* _EXTRAITS DU LISTING_:
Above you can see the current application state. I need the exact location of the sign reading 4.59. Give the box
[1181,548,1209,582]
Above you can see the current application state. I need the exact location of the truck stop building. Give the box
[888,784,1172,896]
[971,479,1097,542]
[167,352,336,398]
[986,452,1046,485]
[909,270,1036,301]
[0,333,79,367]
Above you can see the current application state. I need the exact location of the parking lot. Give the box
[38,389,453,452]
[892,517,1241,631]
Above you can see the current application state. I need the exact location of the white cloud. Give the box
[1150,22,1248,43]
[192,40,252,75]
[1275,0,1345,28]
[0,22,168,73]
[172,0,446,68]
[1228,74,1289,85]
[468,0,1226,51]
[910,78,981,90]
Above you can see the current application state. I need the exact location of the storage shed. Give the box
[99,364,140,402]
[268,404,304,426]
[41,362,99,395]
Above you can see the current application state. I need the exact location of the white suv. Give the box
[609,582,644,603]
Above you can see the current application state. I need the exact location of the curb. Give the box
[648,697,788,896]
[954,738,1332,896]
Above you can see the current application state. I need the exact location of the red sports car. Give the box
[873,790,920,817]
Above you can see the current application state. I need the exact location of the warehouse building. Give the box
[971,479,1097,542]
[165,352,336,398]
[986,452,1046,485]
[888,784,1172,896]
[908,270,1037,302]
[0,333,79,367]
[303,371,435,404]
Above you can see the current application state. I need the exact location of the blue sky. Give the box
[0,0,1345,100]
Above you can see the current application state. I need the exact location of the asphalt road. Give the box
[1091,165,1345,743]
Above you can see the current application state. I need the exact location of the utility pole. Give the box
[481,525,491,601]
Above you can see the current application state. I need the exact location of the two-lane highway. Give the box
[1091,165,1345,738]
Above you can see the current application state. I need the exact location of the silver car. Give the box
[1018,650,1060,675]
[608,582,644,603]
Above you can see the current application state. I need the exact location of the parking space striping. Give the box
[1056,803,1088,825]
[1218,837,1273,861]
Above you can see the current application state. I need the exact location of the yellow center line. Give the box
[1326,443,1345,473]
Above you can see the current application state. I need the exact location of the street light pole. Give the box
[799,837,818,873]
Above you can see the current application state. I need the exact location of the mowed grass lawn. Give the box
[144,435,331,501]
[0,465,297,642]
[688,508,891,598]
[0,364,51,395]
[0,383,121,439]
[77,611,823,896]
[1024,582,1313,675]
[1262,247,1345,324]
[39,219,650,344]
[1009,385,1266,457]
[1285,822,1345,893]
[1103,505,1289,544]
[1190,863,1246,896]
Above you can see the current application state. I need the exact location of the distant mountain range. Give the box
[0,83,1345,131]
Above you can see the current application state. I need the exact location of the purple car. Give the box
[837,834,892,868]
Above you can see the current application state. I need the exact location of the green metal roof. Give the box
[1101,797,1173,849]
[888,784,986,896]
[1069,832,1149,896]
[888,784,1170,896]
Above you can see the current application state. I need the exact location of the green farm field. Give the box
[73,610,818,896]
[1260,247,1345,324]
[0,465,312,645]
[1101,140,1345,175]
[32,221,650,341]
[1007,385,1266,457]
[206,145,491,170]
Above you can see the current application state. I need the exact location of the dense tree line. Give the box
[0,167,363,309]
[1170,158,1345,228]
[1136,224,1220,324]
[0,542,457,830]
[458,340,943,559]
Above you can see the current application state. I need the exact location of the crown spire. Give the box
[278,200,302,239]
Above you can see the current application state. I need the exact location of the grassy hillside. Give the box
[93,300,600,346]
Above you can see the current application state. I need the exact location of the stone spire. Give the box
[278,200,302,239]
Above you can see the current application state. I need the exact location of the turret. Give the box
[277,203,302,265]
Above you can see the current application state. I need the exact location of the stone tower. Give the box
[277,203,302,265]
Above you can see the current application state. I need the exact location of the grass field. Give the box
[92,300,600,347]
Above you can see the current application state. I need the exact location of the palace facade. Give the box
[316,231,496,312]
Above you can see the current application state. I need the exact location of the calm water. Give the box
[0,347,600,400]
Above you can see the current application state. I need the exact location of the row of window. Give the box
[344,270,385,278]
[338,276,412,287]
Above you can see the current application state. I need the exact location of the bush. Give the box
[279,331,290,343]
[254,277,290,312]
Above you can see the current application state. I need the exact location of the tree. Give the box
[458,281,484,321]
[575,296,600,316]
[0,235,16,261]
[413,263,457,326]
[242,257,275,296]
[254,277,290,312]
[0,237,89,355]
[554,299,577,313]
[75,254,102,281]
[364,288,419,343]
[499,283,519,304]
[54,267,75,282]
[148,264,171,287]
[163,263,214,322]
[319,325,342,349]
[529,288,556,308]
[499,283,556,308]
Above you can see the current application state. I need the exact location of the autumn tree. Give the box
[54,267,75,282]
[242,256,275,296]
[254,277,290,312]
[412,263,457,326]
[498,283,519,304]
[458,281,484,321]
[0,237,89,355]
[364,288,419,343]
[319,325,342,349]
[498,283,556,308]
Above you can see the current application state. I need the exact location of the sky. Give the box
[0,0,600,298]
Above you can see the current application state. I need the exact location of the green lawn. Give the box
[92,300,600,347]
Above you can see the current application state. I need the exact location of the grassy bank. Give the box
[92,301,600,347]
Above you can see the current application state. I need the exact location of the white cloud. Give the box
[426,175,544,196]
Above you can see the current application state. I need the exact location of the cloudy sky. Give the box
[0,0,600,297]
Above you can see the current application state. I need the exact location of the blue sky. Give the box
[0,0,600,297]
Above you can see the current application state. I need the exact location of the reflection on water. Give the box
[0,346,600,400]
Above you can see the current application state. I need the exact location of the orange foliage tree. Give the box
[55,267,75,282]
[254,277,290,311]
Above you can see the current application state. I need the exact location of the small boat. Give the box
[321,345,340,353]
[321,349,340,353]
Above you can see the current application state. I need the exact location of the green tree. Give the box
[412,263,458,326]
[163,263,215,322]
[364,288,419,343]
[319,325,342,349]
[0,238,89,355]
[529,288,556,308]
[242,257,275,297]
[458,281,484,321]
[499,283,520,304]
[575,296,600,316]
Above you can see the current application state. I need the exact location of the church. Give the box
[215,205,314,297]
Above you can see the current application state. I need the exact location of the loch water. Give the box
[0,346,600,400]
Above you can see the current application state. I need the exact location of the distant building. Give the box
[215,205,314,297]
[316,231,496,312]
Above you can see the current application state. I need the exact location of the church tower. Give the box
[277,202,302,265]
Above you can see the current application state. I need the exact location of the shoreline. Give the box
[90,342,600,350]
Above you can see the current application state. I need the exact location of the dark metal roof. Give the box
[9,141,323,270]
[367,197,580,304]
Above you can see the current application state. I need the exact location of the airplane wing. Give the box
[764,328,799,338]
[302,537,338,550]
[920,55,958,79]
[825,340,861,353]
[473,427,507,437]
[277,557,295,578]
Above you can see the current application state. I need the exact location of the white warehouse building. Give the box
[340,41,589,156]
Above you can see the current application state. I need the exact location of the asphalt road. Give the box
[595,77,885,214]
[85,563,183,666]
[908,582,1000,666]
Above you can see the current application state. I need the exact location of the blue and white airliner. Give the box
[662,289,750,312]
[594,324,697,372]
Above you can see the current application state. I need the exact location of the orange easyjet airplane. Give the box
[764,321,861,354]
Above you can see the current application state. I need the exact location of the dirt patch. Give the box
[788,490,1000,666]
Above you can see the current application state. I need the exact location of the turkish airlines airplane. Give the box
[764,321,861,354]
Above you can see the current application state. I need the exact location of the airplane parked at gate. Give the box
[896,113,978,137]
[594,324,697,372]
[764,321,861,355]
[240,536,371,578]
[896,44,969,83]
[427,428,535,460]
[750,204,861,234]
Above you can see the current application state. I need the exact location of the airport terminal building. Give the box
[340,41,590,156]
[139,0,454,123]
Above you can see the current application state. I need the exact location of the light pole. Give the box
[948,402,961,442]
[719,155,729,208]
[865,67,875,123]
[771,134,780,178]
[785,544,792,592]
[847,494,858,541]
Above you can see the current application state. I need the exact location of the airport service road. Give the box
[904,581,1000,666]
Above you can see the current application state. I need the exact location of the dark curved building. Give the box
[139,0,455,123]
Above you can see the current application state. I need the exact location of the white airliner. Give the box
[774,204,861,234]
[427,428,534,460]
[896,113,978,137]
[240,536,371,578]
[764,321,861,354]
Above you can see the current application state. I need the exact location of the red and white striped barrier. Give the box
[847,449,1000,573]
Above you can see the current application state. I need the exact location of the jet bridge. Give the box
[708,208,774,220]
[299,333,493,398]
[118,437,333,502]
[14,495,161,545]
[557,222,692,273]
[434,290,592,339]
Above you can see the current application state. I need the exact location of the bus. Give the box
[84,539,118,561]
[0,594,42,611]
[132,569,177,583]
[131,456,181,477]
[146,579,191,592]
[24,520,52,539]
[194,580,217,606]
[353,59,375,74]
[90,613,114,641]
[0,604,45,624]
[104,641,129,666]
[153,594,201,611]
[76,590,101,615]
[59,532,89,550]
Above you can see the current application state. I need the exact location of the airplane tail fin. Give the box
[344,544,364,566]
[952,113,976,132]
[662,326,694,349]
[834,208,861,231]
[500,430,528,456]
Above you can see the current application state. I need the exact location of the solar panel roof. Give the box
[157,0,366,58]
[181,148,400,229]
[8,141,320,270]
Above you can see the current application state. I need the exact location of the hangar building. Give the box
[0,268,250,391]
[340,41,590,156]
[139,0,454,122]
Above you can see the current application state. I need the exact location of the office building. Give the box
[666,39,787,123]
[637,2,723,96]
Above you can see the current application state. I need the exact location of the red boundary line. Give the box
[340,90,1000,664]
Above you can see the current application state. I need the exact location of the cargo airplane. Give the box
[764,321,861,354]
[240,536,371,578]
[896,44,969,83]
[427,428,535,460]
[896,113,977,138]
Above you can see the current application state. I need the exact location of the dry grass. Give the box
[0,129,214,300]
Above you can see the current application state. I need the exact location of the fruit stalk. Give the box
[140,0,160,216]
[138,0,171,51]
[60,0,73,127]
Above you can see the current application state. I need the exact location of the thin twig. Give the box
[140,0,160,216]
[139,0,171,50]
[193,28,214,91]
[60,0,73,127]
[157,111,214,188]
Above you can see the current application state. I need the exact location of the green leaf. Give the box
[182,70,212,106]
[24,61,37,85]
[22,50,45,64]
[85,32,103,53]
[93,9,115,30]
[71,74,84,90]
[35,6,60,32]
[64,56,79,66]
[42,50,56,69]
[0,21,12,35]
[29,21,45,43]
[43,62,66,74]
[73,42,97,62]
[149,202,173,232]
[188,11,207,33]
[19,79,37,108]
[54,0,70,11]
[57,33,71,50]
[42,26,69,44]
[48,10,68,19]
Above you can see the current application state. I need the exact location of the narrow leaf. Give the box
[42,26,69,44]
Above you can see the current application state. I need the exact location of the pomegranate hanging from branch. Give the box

* _VOTRE TÂCHE_: Extrayez du listing ci-dessus, à l'identique, les lignes qui commencent à celle contenant « fin. Give the box » et se poursuivent jusqu'à celle contenant « [500,430,528,456] », ces deux lignes comprises.

* _RÉPONSE ATTENDUE_:
Above you can see the current application state. I need the exact location of the airplane tail fin. Give the box
[344,544,364,566]
[952,113,976,132]
[662,326,694,349]
[834,208,861,231]
[500,430,528,456]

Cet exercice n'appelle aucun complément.